### Requirement
Reproduce the lines of the material exactly, excluding every image.

### Information supplied
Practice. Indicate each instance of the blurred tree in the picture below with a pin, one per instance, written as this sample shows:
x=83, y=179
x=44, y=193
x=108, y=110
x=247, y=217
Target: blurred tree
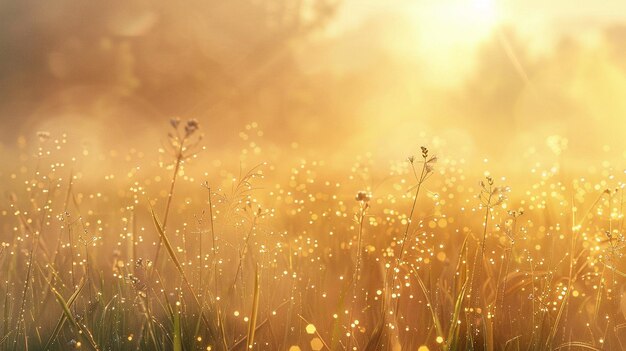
x=144, y=59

### Result of this task
Practice. Indicate each instance of the blurred tree in the picture below with a pin, one per instance, written as this sample shows:
x=83, y=179
x=44, y=193
x=108, y=110
x=247, y=217
Target: blurred tree
x=144, y=59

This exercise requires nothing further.